§ Provided passage

Ten years later, a series of scientific discoveries, primarily funded by the United States, have become game changers over the course of the past year.  Recent advances include a promising vaccine, microbicide and treatment research. 

Now HIV/AIDS is no longer a certain death sentence thanks to a number of factors, including greater access to life saving drugs, a compelling cultural conversation about sexual practices, American money promoting abstinence, fidelity and the use of condoms.  

People with immune systems badly weakened by HIV are given anti-retroviral drugs that stop the progression of the disease. Mothers and newborns are given drugs that stop the transmission of the virus from one generation to the next. New clinics have been built, while doctors, nurses and lay workers continue to receive training. 

“Now 6.6 million men, women and children are on antiretroviral therapy in developing countries with the vast majority of them being in sub-Saharan Africa. it's almost impossible to overstate America’s contribution,” said Goobsy.

 “In countries with substantial PEPFAR investments, we've seen reductions in maternal, child, tb-related mortalities, increased use of anti-natal care, wider availability of safe blood just to mention a few. All of this helps explain why PEPFAR remains a true example of bipartisanship.”

President Obama and Secretary of State Clinton have said that an AIDS-free generation is within reach and Dr. Goosby is leading the effort to reach that goal.

§ Listed entries
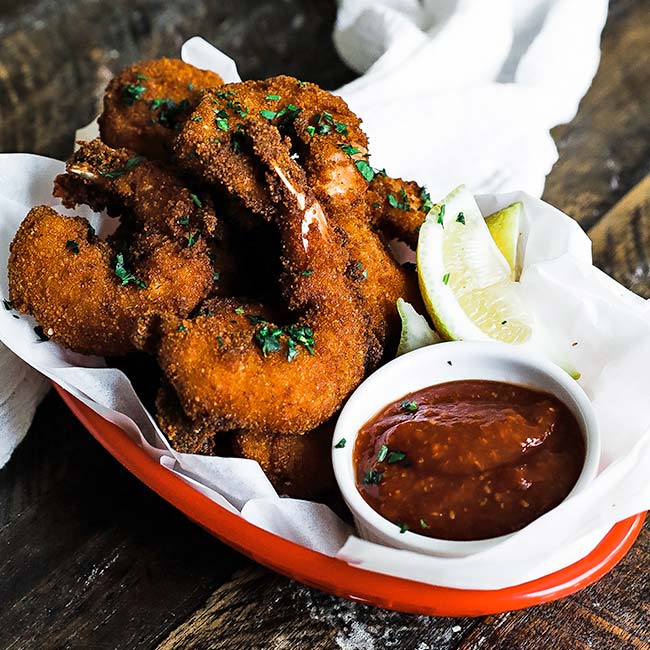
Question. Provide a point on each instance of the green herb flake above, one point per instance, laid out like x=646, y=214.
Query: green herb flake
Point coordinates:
x=395, y=457
x=372, y=477
x=269, y=339
x=169, y=111
x=302, y=335
x=427, y=204
x=42, y=336
x=124, y=275
x=365, y=169
x=409, y=405
x=131, y=93
x=383, y=450
x=292, y=350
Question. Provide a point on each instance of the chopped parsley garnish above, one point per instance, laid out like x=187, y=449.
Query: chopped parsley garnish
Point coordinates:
x=323, y=123
x=131, y=93
x=222, y=120
x=128, y=166
x=441, y=214
x=268, y=338
x=427, y=204
x=395, y=457
x=372, y=477
x=125, y=275
x=42, y=336
x=292, y=350
x=402, y=203
x=365, y=169
x=169, y=111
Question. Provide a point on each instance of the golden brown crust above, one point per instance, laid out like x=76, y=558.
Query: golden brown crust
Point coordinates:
x=144, y=105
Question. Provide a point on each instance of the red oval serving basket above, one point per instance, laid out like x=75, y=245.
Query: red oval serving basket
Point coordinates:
x=336, y=576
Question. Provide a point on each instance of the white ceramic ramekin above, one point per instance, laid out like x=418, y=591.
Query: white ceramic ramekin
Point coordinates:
x=436, y=364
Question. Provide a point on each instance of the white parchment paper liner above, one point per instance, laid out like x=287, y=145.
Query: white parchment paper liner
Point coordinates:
x=603, y=329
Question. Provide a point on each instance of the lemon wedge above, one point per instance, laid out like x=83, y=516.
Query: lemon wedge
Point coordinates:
x=416, y=332
x=465, y=280
x=504, y=226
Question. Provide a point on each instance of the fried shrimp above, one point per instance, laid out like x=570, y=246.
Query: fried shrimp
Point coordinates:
x=326, y=139
x=144, y=105
x=398, y=208
x=236, y=366
x=147, y=195
x=84, y=295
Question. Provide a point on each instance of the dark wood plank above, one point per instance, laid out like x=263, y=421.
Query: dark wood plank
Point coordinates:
x=90, y=557
x=605, y=150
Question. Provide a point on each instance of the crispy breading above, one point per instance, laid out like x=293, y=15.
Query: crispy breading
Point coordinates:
x=145, y=104
x=73, y=283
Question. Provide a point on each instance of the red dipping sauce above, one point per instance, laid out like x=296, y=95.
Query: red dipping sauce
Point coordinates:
x=468, y=460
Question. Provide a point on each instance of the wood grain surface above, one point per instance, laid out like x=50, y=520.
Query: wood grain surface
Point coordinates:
x=89, y=557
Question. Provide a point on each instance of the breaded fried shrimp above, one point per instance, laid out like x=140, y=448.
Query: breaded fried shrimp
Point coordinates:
x=144, y=105
x=235, y=364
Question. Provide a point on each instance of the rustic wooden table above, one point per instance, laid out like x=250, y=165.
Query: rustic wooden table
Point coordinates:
x=90, y=557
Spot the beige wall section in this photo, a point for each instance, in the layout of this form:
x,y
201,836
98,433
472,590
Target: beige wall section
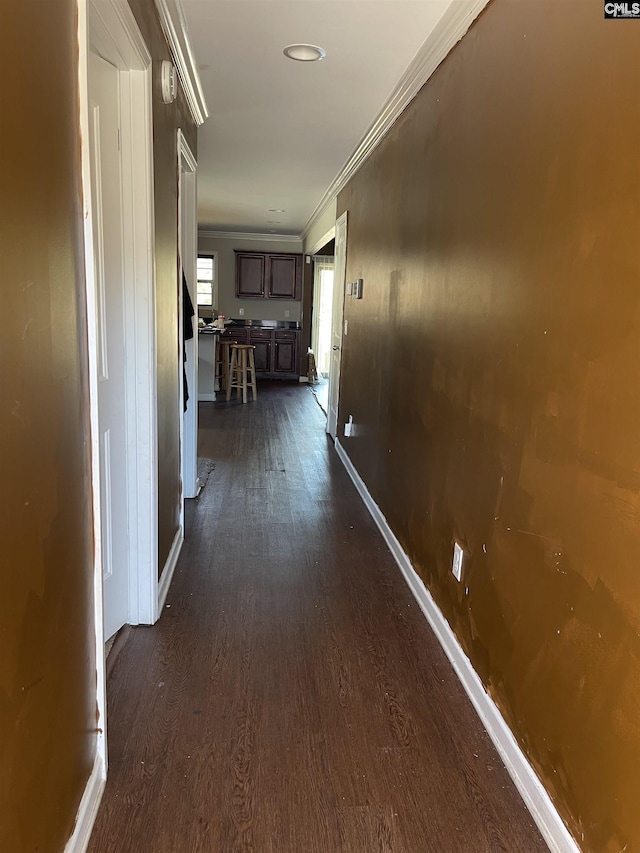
x,y
47,634
492,373
320,227
167,118
254,309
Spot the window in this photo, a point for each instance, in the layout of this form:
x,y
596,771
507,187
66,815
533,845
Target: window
x,y
207,285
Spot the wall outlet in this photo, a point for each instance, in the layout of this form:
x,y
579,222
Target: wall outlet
x,y
458,556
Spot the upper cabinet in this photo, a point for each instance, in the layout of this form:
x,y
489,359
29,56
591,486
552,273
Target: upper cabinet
x,y
268,275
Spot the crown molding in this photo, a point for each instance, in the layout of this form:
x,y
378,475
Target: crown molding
x,y
174,26
246,235
452,26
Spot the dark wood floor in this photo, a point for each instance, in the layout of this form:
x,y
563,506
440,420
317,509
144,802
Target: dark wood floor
x,y
292,698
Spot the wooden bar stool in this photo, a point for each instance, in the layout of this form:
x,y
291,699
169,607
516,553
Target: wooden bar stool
x,y
242,371
223,358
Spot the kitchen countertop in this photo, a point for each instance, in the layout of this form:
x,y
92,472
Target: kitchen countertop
x,y
263,324
251,324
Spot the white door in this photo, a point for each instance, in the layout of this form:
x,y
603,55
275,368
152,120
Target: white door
x,y
106,186
340,270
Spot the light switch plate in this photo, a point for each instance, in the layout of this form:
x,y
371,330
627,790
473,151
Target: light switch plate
x,y
458,556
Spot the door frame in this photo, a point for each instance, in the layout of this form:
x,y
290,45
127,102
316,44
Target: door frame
x,y
187,254
111,29
337,325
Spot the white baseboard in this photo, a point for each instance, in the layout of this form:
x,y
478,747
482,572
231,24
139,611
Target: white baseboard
x,y
524,776
88,809
169,568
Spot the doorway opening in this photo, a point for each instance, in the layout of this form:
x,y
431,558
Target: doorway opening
x,y
321,330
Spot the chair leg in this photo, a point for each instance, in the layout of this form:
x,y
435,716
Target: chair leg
x,y
252,371
244,375
232,371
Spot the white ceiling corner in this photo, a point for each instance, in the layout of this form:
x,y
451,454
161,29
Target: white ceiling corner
x,y
174,26
290,135
451,27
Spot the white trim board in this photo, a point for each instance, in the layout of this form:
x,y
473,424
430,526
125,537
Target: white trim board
x,y
174,26
169,568
452,26
246,235
88,809
531,789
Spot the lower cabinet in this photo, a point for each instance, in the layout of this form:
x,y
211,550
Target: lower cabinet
x,y
275,353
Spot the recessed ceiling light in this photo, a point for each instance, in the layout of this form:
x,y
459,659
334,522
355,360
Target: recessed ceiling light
x,y
304,52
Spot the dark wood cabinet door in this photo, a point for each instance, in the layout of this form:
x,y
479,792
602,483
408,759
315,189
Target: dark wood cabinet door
x,y
284,277
285,358
262,352
250,274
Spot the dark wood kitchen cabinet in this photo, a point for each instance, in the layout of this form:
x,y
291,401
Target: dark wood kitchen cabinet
x,y
262,340
268,275
276,351
285,352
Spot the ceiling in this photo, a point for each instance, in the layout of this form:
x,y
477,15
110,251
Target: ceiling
x,y
280,131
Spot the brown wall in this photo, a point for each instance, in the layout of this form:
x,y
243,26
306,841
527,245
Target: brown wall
x,y
167,118
47,642
492,373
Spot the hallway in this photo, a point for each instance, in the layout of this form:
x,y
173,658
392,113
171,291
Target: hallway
x,y
292,698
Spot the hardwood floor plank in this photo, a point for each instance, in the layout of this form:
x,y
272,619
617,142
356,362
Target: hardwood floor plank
x,y
292,698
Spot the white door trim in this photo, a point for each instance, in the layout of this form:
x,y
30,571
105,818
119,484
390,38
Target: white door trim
x,y
114,33
110,27
187,250
337,323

§ Assigned task 1
According to the HIV/AIDS passage, how many people in developing countries are on antiretroviral therapy?
§ Assigned task 2
Return the part of the HIV/AIDS passage between "Now HIV/AIDS is" and "to receive training.", inclusive, word for word.

§ Response 1
6.6 million men, women and children.

§ Response 2
Now HIV/AIDS is no longer a certain death sentence thanks to a number of factors, including greater access to life saving drugs, a compelling cultural conversation about sexual practices, American money promoting abstinence, fidelity and the use of condoms.  

People with immune systems badly weakened by HIV are given anti-retroviral drugs that stop the progression of the disease. Mothers and newborns are given drugs that stop the transmission of the virus from one generation to the next. New clinics have been built, while doctors, nurses and lay workers continue to receive training.